### Stated exercise:
What follows are records. Restate all of them word for word.

********************

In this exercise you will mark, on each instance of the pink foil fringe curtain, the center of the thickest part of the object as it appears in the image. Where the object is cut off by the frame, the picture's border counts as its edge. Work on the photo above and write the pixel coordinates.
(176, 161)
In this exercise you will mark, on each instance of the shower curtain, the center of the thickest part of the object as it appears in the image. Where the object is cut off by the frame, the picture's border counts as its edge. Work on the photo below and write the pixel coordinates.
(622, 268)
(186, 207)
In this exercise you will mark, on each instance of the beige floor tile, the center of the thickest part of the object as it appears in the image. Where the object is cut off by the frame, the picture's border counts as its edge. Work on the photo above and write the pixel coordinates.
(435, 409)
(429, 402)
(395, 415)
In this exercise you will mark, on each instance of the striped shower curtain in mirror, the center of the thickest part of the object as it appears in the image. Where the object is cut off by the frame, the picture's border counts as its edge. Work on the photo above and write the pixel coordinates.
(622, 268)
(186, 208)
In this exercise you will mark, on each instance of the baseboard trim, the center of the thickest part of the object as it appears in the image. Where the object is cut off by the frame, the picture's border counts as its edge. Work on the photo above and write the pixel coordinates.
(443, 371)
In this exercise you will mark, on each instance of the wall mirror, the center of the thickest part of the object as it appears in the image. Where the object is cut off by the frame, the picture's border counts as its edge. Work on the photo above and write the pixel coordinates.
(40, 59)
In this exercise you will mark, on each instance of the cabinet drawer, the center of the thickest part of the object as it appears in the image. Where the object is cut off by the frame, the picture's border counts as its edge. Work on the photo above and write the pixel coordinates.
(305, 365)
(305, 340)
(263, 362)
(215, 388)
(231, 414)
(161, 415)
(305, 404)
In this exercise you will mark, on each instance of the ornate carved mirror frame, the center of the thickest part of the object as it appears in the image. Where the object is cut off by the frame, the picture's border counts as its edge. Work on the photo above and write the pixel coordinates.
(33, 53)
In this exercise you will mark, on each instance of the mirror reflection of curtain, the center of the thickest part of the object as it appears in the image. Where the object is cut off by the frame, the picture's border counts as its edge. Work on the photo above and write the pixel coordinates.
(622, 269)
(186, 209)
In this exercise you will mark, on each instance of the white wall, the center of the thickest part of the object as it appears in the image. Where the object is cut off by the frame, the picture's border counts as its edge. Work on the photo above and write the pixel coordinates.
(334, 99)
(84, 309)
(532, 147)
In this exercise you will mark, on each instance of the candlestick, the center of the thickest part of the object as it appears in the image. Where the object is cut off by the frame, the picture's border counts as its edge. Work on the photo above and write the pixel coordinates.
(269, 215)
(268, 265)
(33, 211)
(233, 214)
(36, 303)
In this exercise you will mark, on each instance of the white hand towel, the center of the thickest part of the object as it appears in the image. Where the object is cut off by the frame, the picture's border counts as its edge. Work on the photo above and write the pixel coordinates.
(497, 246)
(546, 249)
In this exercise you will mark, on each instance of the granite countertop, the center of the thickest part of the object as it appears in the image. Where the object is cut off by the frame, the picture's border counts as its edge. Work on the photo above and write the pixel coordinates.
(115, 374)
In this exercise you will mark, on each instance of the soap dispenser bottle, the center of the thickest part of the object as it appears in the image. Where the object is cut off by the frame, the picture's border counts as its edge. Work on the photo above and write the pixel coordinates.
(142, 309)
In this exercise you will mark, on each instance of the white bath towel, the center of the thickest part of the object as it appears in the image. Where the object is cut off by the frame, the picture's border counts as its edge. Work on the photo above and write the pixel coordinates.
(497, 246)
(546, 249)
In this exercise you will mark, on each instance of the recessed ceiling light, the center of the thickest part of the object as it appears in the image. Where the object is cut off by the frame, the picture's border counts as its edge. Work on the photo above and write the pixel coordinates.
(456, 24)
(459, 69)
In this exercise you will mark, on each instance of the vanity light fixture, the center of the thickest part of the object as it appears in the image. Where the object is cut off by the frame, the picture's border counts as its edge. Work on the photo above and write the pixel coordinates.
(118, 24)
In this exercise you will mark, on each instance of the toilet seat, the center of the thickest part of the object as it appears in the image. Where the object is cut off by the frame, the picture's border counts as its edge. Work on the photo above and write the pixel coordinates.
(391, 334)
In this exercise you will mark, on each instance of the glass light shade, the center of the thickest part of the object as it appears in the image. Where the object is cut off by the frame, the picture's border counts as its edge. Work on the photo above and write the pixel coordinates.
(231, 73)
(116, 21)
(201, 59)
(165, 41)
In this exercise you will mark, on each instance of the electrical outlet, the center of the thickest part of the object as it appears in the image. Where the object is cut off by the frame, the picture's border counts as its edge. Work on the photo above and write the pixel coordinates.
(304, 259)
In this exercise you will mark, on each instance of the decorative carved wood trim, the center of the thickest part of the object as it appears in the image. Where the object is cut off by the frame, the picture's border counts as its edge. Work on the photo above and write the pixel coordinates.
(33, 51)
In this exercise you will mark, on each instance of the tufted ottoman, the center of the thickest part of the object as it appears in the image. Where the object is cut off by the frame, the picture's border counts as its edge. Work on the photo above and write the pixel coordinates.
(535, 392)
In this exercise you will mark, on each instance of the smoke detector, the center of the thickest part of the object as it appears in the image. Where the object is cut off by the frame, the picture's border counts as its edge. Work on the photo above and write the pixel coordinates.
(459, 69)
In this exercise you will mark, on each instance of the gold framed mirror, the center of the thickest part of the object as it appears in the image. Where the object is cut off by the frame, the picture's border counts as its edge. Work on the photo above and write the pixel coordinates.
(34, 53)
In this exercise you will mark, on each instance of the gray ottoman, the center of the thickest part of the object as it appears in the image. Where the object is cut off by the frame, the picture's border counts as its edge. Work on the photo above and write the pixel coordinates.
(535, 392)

********************

### Task result:
In this exercise you will mark, on each instance of the pink foil fringe curtain, the center of the thickest part of the object as it appears in the image. Where the object is cut off by the frame, the picture's border counts as its edge. Work on the photo above and write the pixel coordinates.
(176, 161)
In this exercise you will mark, on each instance of the shower curtain, the center of the thickest part of the object as it appears in the image. Where the object is cut off by the frame, the picture's border counts as its edge. Work on the photo below and write the pixel coordinates.
(622, 268)
(186, 207)
In this exercise you will mark, on each instance of the beige floor tile, the center of the thickest part of the object as it appears in the image. Where the object is cut off by the frame, the picture's border counts as its edge. Work on the photo above and write the pixel coordinates.
(435, 409)
(429, 402)
(395, 415)
In this exercise you will mark, on each instance of the striped shower curtain in mirror, the center of the thickest part of the object as it appears in the image. Where the object is cut off by the frame, the picture's border counts as its edge. Work on the photo above and write the pixel coordinates.
(622, 268)
(186, 208)
In this exercise you will mark, on each instance of the baseboard trim, the center of the thickest part of the object as it appears in the image. Where the object is cut off by the frame, the picture's border counts as its edge. Work on the photo above and write the pixel coordinates.
(443, 371)
In this exercise you will mark, on each instance of the wall mirror, the center of the thickest part of the object as it appears in the image. Where the object is cut off by the frame, the picture's border counts as its edge. Work on the photo above and write the pixel coordinates.
(40, 59)
In this exercise you will mark, on each instance of the cabinet drawer, the center of the thickest part of the object as it appears in the image. Where the object is cut off by the frame, the picture's border counts as its edge. Work on the photo above and write the pixel coordinates.
(305, 365)
(305, 340)
(263, 362)
(215, 388)
(231, 414)
(161, 415)
(305, 404)
In this exercise you will mark, on each instance of the ornate carved mirror frame, the center of the thickest part of the object as it appears in the image. Where the object is cut off by the frame, the picture's border counts as its edge. Work on the photo above and write the pixel coordinates.
(33, 53)
In this exercise you will mark, on each instance of the mirror reflection of curtain, the center of the thickest part of the object as it appears in the image. Where the object is cut off by the frame, the picture's border counts as its edge. Work on the photo above and write the pixel coordinates.
(622, 269)
(186, 209)
In this exercise you will mark, on each instance of the white wall, the center of the thickest part of the object as it appears in the image. Where the object is cut off by the frame, the picture's border counts as its edge. Work on the photo above and write the pixel coordinates.
(334, 99)
(84, 309)
(532, 147)
In this exercise you will mark, on each instance of the candlestick, the center of the thickest part of the object as it appears in the image. Where the object is cut off by the frame, the picture's border counts as its edge. Work on the photo above and write the pixel coordinates.
(269, 215)
(268, 265)
(33, 211)
(233, 214)
(36, 303)
In this exercise you will mark, on each instance of the white hand towel, the center of the thickest part of the object as it appears in the image. Where the object is cut off by the frame, the picture's border counts as its edge. Work on the photo above and write the pixel coordinates.
(497, 246)
(546, 249)
In this exercise you will mark, on each instance of the granite countertop, the center of the thickest part of the object as it appears in the image. Where the object is cut off by the frame, the picture's border counts as its edge. Work on the photo above and write the pixel coordinates.
(115, 374)
In this exercise you will mark, on each instance of the soap dispenser bottle, the center of the thickest part of the object as it appears in the image. Where the object is cut off by the frame, the picture's border counts as its edge. Work on the photo above and write the pixel coordinates.
(142, 309)
In this exercise you will mark, on each instance of the white bath towel, the center of the thickest part of the object as it appears in the image. Where the object is cut off by the frame, the picture's border counts as its edge. Work on the photo above and write the pixel coordinates.
(497, 246)
(546, 249)
In this exercise you will mark, on each instance of the recessed ceiling light, the center of the thickest part of the object as it appears in the image. Where the object is cut off by the frame, the picture's border counts as its edge. Work on the photo above and write the pixel coordinates.
(456, 24)
(459, 69)
In this exercise you will mark, on each instance of the vanity light fixture, the center of the thickest part of the object as it appears in the image. Where the object is cut off by the frame, the picture's border counts as its edge. Work on the photo above and write the pixel coordinates.
(118, 24)
In this exercise you will mark, on each instance of the toilet seat, the center of the thickest part of the object as it appears in the image. Where the object is cut off by the frame, the picture's border counts as its edge. Work on the photo above and write the pixel coordinates.
(391, 334)
In this exercise you will mark, on each instance of the glass light shade, the center of the thickest part of the object as it appears in the image. Where the object is cut off by the frame, the picture's border counts as its edge. Work on the photo above and write the pixel coordinates.
(231, 73)
(116, 21)
(201, 59)
(165, 41)
In this exercise you will mark, on each instance of the electrical outlet, the center of the thickest part of the object as it appears in the image. Where the object is cut off by the frame, the picture's border counts as its edge. Work on the photo above and write the pixel coordinates.
(304, 259)
In this exercise you will mark, on each instance of the decorative carved wood trim, the center of the thickest part of the object as it appears in the image. Where the object is cut off by the frame, the picture's border counts as its edge. Work on the photo above and write the pixel coordinates.
(33, 51)
In this exercise you will mark, on each instance of the tufted ottoman, the center of the thickest part of the object as it appears in the image. Where the object is cut off by the frame, the picture's border counts as its edge. Work on the photo above and write the pixel coordinates.
(535, 392)
In this exercise you will mark, on each instance of the smoke detector, the center of the thickest part of the object as it appears in the image. Where the object is cut off by the frame, the picture's border counts as its edge. Work on the photo above and write the pixel coordinates.
(459, 69)
In this exercise you will mark, on each instance of the gold framed mirror, the center of the thickest part of the object as it appears in the image. Where the object is cut off by the frame, the picture's border counts as its edge. Work on the photo above and write the pixel coordinates.
(34, 53)
In this exercise you will mark, on each instance of the gray ottoman, the center of the thickest part of the object as it appears in the image. Where the object is cut off by the frame, the picture's border counts as its edge. Work on the photo above and write the pixel coordinates.
(535, 392)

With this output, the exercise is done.